*** Opening Input records ***

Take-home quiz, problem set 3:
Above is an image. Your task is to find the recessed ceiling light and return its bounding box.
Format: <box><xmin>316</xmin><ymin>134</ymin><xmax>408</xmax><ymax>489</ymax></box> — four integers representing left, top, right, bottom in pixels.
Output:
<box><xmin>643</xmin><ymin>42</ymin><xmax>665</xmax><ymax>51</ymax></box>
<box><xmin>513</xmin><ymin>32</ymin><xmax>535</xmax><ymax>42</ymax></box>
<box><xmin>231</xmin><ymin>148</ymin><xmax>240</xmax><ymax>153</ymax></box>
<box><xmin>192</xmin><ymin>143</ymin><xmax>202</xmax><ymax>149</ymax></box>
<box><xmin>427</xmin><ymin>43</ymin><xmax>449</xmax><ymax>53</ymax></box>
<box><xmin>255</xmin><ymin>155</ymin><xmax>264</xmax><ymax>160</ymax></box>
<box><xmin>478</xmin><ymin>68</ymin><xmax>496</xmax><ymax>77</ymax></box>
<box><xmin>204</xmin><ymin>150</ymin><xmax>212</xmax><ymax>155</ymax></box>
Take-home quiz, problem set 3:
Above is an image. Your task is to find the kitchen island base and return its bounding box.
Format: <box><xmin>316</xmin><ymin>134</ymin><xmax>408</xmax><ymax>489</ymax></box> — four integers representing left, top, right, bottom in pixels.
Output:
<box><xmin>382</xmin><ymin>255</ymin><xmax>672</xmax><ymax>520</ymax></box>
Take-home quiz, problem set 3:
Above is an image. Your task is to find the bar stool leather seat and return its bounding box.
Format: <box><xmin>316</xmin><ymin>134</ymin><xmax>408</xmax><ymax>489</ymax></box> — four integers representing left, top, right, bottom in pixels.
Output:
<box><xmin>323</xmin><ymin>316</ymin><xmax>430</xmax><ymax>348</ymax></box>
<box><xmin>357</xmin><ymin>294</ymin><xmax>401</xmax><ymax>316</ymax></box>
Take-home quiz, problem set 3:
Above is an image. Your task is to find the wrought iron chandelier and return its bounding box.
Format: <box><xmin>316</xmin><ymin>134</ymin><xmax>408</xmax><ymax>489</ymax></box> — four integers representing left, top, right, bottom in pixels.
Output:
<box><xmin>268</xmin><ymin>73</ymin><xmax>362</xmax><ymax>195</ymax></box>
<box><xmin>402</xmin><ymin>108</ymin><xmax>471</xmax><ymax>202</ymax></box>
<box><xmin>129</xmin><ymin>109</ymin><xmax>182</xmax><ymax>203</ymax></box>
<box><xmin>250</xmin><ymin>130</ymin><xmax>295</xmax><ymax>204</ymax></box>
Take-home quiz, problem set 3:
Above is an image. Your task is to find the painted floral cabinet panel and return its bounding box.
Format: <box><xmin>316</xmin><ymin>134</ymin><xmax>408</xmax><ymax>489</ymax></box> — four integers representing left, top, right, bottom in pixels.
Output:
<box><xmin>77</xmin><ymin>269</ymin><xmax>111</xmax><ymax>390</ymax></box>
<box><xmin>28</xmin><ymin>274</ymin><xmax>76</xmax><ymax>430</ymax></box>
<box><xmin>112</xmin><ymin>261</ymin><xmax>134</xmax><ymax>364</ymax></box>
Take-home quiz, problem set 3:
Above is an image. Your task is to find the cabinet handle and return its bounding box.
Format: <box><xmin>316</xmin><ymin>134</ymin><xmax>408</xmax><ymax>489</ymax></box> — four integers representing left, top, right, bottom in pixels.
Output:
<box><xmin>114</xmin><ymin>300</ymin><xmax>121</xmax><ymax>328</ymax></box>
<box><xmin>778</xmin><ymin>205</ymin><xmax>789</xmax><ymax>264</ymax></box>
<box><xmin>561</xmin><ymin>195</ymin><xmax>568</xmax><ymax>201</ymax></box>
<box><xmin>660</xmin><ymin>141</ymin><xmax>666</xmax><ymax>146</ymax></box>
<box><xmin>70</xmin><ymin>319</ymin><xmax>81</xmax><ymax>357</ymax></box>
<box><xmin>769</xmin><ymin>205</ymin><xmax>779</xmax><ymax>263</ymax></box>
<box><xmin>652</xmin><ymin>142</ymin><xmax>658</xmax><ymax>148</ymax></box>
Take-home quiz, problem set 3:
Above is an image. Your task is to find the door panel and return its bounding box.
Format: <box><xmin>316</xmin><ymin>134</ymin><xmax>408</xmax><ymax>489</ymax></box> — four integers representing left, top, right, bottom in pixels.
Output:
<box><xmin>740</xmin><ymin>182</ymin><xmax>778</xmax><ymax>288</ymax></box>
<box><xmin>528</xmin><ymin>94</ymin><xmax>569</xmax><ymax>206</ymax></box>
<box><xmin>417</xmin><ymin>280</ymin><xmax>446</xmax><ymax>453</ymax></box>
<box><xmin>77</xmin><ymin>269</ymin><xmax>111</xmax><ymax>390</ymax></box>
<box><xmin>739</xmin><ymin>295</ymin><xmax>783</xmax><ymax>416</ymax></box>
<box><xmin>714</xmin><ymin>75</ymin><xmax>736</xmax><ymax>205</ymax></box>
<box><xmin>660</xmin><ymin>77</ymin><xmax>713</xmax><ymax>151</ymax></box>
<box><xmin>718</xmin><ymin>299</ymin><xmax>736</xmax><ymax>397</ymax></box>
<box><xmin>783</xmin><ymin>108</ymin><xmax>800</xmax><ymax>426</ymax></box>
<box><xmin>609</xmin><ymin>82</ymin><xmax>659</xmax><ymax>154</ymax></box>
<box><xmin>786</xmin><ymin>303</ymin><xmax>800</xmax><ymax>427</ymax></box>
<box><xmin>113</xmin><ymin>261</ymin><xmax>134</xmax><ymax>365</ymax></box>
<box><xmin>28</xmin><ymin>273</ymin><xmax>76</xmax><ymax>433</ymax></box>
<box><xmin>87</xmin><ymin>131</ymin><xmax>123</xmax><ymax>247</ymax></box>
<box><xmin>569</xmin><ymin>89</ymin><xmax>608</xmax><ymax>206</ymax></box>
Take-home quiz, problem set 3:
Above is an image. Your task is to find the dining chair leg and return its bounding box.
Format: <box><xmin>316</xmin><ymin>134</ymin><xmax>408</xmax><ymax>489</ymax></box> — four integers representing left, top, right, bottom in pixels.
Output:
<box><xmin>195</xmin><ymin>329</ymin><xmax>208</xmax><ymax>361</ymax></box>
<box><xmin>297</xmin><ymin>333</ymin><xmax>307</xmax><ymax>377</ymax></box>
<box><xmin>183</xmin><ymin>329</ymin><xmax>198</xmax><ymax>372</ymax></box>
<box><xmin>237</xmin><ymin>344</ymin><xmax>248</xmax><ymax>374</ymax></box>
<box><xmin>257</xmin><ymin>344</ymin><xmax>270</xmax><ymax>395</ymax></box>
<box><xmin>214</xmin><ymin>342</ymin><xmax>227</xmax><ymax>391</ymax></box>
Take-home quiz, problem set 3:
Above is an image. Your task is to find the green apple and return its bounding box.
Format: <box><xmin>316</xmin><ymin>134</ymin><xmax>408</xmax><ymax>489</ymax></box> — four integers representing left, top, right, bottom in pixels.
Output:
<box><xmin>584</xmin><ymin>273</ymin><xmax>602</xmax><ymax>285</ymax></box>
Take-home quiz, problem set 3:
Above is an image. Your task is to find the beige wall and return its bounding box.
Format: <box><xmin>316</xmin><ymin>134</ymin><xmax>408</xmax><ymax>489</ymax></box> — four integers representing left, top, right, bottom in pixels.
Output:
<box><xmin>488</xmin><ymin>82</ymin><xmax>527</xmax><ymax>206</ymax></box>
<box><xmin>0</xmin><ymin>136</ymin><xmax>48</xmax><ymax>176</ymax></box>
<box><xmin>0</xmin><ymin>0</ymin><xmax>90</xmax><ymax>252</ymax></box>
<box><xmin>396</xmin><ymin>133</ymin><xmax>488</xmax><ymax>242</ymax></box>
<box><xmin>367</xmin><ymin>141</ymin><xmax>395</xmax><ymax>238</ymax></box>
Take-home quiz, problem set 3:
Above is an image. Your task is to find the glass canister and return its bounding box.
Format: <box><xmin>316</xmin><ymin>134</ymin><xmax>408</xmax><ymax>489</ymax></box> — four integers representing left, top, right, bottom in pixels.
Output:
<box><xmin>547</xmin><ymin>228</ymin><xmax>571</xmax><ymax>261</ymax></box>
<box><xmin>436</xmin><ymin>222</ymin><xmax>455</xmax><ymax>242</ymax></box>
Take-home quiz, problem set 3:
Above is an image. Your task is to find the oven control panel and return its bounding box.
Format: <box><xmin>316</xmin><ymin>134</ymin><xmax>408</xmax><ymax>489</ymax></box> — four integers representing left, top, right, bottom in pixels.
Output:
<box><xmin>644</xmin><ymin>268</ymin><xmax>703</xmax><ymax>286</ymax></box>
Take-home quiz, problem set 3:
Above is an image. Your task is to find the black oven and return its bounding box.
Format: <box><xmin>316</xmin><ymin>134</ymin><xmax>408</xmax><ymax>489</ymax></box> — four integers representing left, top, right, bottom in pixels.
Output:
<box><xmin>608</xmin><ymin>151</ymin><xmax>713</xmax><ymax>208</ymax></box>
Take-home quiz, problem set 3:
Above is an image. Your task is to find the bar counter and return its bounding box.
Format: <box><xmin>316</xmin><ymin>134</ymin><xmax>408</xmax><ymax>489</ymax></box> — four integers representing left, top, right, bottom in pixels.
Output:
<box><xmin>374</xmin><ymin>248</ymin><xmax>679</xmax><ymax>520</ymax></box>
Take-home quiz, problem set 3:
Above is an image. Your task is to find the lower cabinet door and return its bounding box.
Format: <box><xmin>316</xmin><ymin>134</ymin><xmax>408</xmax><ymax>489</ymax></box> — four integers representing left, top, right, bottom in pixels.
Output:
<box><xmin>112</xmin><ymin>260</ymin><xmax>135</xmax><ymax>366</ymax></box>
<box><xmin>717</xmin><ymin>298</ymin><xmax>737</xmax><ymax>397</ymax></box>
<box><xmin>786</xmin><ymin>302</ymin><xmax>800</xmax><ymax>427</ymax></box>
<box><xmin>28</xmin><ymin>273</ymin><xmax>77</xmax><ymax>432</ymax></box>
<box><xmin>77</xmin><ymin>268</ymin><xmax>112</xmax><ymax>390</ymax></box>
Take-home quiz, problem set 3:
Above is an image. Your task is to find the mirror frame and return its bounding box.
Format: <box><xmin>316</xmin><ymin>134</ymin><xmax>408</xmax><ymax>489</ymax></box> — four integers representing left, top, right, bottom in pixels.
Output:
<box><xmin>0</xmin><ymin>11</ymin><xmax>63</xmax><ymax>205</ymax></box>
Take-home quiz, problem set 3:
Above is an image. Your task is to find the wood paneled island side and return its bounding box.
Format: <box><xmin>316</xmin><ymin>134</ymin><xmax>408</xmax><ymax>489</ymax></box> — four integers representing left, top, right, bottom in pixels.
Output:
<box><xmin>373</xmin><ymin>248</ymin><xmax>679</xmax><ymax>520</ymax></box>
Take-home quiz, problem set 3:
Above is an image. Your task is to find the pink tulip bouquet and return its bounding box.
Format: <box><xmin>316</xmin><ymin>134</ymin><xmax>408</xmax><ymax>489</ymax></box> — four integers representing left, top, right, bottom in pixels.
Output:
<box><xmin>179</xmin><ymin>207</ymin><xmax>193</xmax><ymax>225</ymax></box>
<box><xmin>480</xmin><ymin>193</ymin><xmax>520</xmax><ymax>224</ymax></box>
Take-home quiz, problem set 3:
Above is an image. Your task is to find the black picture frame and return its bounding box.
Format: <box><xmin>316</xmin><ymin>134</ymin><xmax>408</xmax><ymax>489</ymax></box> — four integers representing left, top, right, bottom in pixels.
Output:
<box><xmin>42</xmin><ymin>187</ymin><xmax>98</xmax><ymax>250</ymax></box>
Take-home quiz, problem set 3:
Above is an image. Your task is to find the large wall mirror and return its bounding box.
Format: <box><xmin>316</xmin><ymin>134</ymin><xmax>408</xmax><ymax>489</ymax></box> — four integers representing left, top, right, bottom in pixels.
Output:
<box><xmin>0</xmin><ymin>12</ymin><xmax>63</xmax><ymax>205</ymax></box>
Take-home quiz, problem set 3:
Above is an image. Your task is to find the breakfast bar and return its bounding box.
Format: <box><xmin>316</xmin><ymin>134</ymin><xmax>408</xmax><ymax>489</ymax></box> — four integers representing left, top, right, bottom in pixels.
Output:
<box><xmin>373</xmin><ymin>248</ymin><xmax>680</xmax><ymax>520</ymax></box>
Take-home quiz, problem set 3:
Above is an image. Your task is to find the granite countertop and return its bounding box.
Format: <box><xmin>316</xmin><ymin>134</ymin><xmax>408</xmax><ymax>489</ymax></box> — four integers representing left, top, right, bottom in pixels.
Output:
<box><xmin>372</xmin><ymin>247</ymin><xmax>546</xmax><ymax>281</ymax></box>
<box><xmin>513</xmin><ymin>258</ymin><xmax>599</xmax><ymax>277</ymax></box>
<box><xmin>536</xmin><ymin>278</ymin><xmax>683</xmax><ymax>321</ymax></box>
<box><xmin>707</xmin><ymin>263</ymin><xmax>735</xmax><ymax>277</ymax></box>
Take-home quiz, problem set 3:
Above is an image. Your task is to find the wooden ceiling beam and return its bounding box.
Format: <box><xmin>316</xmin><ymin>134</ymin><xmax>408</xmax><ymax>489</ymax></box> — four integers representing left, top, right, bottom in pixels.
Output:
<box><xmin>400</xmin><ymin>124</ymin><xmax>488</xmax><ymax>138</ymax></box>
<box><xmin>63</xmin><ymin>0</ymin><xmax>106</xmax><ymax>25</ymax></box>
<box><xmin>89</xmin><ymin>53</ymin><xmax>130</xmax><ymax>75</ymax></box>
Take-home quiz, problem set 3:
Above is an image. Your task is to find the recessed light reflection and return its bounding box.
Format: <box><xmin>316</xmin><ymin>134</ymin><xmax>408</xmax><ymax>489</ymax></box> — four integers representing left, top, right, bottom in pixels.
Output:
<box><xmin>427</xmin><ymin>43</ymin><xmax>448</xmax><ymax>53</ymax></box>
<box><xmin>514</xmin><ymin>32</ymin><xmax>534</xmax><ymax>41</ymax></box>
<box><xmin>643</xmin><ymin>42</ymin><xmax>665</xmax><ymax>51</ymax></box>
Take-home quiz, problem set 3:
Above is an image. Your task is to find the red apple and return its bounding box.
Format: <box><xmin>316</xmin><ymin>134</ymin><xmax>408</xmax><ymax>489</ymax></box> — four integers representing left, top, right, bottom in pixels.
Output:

*** Closing Input records ***

What is being asked:
Take every line from the records above that has the word "cabinet" and copy it.

Task response:
Above is an image. Your task is to find the painted floral cabinet panel and return its bounding box.
Above is an image. Your task is to find the cabinet handle and return its bounding box.
Above is an image. Your task is to find the lower cabinet door and return its bounding box.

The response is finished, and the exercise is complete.